-- TEXT --
Images from Wonders Of The Unseen World, courtesy of Rik Garrett.
This is one I’m still not very good at talking about, so I need to work that out! It really doesn’t make any sense when I talk about it. I worked on it for years and even had the show, and I still wasn’t good at explaining where I was coming from.
I made a book (because I fixate on books) where I took this early 20th century astronomy book, and I started painting over the pages and adding my own photographs, adding found photographs of different things. So, it was kind of this wordless book that turned into something about going inside, both going inside of yourself mentally as well as going inside of the Earth using an outer space theme and turning it on its ear a bit. That book was included in the exhibition.
So that is a very long and rambling explanation that didn’t really go anywhere!
No, no, no! I find it all very interesting. Actually, and you and I discussed this over email, I actually lifted and tweaked imagery I use for one of my coffees from the Hollow Earth Society of Chicago.
Yeah! Cyrus Teed. He was in Chicago for a little bit. We talk about people fixating on this, and then it takes over their mind and their sanity… He started out having kind of a Christian sect and talking about the hollow Earth and the next thing you know, he and all of his followers end up in this living arrangement in Estero, Florida, this hellish swamp, trying to prove that we are in fact living on the inside of the Earth! It’s amazing and saddening the way that it takes over, and I love it! Did you know about this thing they did on the beach? They were trying to prove that we are inside of a sphere, and they built this device called the Rectilineator; this saw horse looking thing, and they spent ages plotting the beachfront in Florida trying to prove that eventually it curves upward. It’s just amazing!
Yeah, when you contacted me I looked you up, saw that packaging and figured we’d be able to have a good conversation!
Rare Earth label by Ben Chlapek.
One last series, Subtle Bodies?
I’m excited to talk about this, because I haven’t had much of a chance to yet. It’s a collection of things I’ve been working on since 2010 or somewhere around there. I’m especially excited because I recently had an exhibition of this work in Seattle and I’ve made a book of this series as well, but I’m not hand binding them I’m having them printed. In relation to the show, I did a couple of lectures on the history of these processes, and talked a bit about my work and experiments, as well as photographers that dealt in the same ideas. I spoke at the Buckland Museum of Witchcraft in Ohio, and in Chicago as well.

-- DIRECTIVES --
a - In the artist interview, where did Cyrus Teed and his followers end up living?
b - Pick up the artist interview after its last sentence and keep writing it.
None of the tasks need the listing.

-- DATA PROVIDED --

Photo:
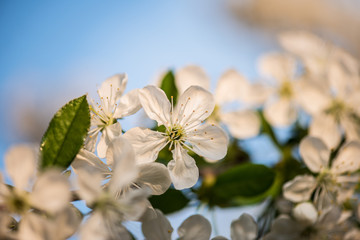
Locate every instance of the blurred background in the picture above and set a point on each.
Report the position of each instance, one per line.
(54, 51)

-- RESPONSES --
a - In Estero, Florida.

b -
It’s a variety of different theories based on historical processes used to examine the invisible. So, things like aura photography, spirit photography, thought photography and things like that. People invented photography as a medium to document the world and to document what was visible, allowing you to have a record of grandpa who otherwise would have been lost to time, and no one would have ever remembered what grandpa looked like, but then you could take a picture and generations would get to see him. I get excited about this and think it’s so wonderful, but almost immediately, people started trying to do things to capture what you couldn’t see. People were trying to capture ghosts and spirits, these types of images. It coincides with the spiritualist movement that was happening right when photography was really booming. This movement was based on direct contact with spirits, almost like a free for all and direct relationship allowing to document auras, life force, etc., So all these different innovations, procedures and approaches were devised. Subtle Bodies is this sort of umbrella I have used to encompass all these projects I have been working on for a long time. A lot of the projects involve Kirlian photography, which was invented by a married couple in Russia in the 1930’s which involves an electrical discharge to highlight, illuminate and photograph an aura. I modified this in order to do different things. With the Kirlian process, you can really just take photographs of small things. The really common stuff is a fingerprint, or a leaf, or something like that but I’m in my studio right now and I’m staring at a 9 foot long scroll of a photograph of a whole human body on color photographic paper, which is an absolutely insane process. So, I have been really excited to show these, because they don’t look at all like what you’ll see online. You don’t get any sense of the scale and the scope of this. There’s just amazing textures and I’m impressed with all of the things I happened to get out of this because I don’t even really know what it’s going to look like, so there’s really an element of the unknown. I hadn’t had a proper show in a long time, so I’d been busy preparing that, and working on the book which actually has words in it. I don’t really like to talk a lot, but I realized that this stuff needs some explanation to give people a starting point to try to understand what in the hell I’m trying to do here.
Images from Subtle Bodies, courtesy of Rik Garrett.
How did you learn about all of these processes that you utilized in Subtle Bodies?
Um, there’s a lot of reverse engineering that goes on! There are a lot of old books on spirit photography and Kirlian photography from the time they were invented. Also, I think a lot of people are into this now, there’s been kind of a resurgence over the past few years, but there was also one in the 70’s, so a lot of people were talking about it then. So, different texts from different times and then I try to just play with it, explore it to make it work.
Do you deal strictly with film vs. digital photography?
What’s your set up like at your studio? You just mentioned a 9 foot print.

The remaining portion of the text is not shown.